> **Provided passage**
It is precisely the kind of work we analysts used to do. And, while it is still a bit jarring to be turning our analytical tools on the U.S. leadership, it is by no means entirely new. For, of necessity, we Veteran Intelligence Professionals for Sanity (VIPS) have been doing that for almost six years now — ever since 9/11, when “everything changed.”
Of necessity? Yes, because, with very few exceptions, American journalists put their jobs at grave risk if they expose things such as fraudulent wars.
The craft of CIA analysis was designed to be an all-source operation, meaning that we analysts were responsible — and held accountable — for assimilating information from all sources and coming to judgments on what it all meant. We used data of various kinds, from the most sophisticated technical collection platforms, to spies, to not the least — open media.
Here I must reveal a trade secret and risk puncturing the mystique of intelligence analysis. Generally speaking, 80 percent of the information one needs to form judgments on key intelligence targets or issues is available in open media. It helps to have been trained — as my contemporaries and I had the good fortune to be trained — by past masters of the discipline of media analysis, which began in a structured way in targeting Japanese and German media in the 1940s. But, truth be told, anyone with a high school education can do it. It is not rocket science.
Reporting From Informants
The above is in no way intended to minimize the value of intelligence collection by CIA case officers recruiting and running clandestine agents. For, though small in percentage of the whole nine yards available to be analyzed, information from such sources can often make a crucial contribution. Consider, for example, the daring recruitment in mid-2002 of Saddam Hussein’s foreign minister, Naji Sabri, who was successfully “turned” into working for the CIA and quickly established his credibility. Sabri told us there were no weapons of mass destruction in Iraq.

> **Excerpted records**
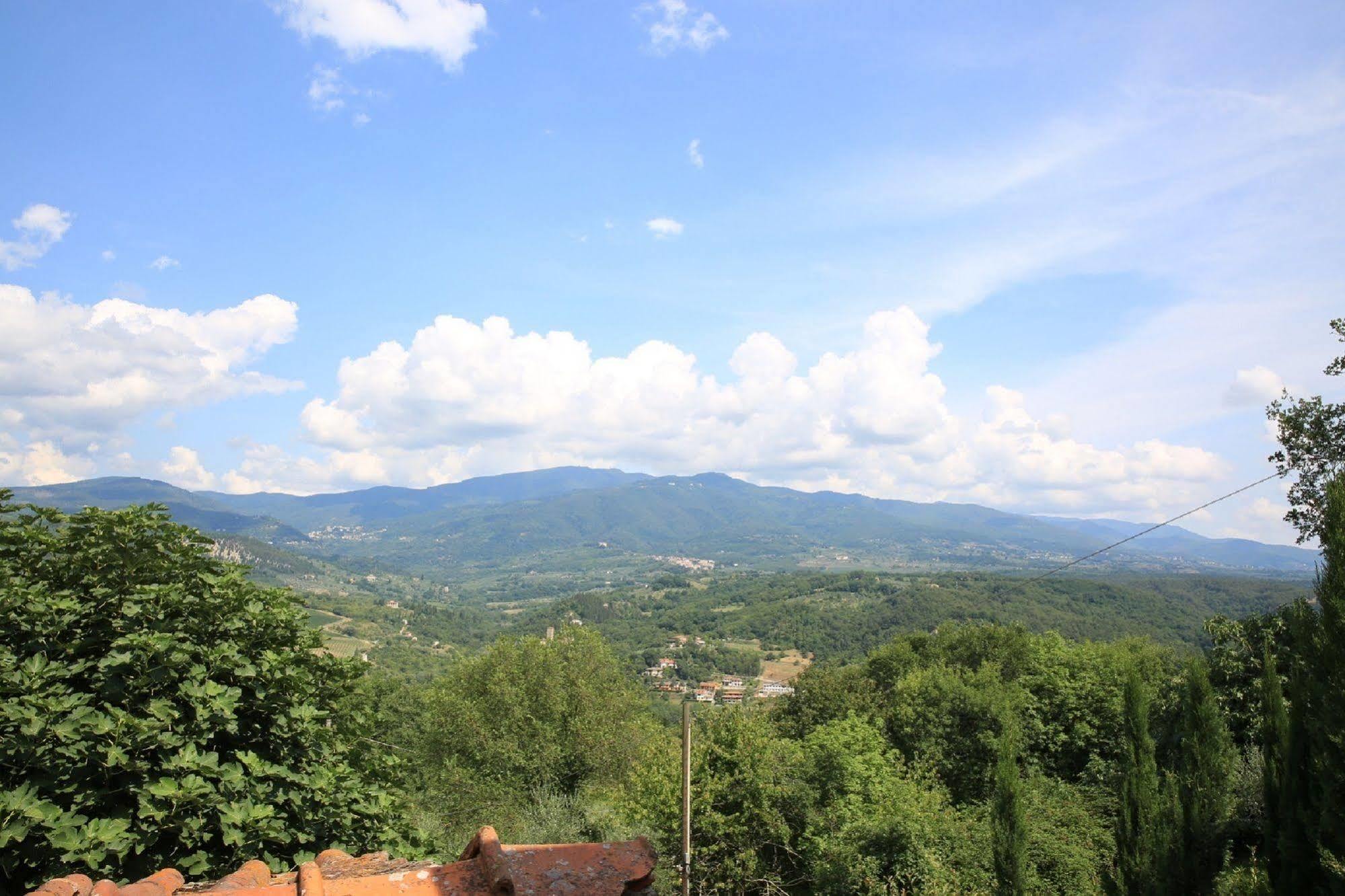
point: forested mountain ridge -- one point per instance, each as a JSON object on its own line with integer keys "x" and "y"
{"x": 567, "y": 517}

--

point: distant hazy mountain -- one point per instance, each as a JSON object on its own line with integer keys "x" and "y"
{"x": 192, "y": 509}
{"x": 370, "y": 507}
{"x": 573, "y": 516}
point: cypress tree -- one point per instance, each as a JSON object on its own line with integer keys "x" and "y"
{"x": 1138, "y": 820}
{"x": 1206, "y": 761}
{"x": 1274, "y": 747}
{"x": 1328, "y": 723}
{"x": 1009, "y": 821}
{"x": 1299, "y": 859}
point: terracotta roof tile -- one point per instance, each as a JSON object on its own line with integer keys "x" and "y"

> **Using the information**
**A.** Transcribe the passage on intelligence analysis, everything from "It is precisely" down to "least — open media.".
**B.** Write the next part of the passage on CIA intelligence analysis, picking up after its final sentence.

> **Your written answers**
**A.**
It is precisely the kind of work we analysts used to do. And, while it is still a bit jarring to be turning our analytical tools on the U.S. leadership, it is by no means entirely new. For, of necessity, we Veteran Intelligence Professionals for Sanity (VIPS) have been doing that for almost six years now — ever since 9/11, when “everything changed.”
Of necessity? Yes, because, with very few exceptions, American journalists put their jobs at grave risk if they expose things such as fraudulent wars.
The craft of CIA analysis was designed to be an all-source operation, meaning that we analysts were responsible — and held accountable — for assimilating information from all sources and coming to judgments on what it all meant. We used data of various kinds, from the most sophisticated technical collection platforms, to spies, to not the least — open media.

**B.**
My former colleagues, perhaps a bit naively, were quite sure this would come as a welcome relief to President George W. Bush and his advisers. Instead, they were told that the White House had no further interest in reporting from Sabri; rather, that the issue was not really WMD, it was “regime change.” (Don’t feel embarrassed if you did not know this; although it is publicly available, our corporate-owned, war profiteering media has largely suppressed this key story.)
One former colleague, operations officer-par-excellence Robert Baer, now reports (in this week’s Time) that, according to his sources, the Bush/Cheney administration is winding up for a strike on Iran; that the Administration’s plan to put Iran’s Islamic Revolutionary Guard Corps on the terrorism list points in the direction of such a strike; and that the delusional “neo-conservative” thinking that still guides White House policy concludes that such an attack would lead to the fall of the clerics and the rise of a more friendly Iran.
Hold on, it gets even worse: Baer’s sources tell him that administration officials are thinking “as long as we have bombers and missiles in the air, we will hit Iran’s nuclear facilities.”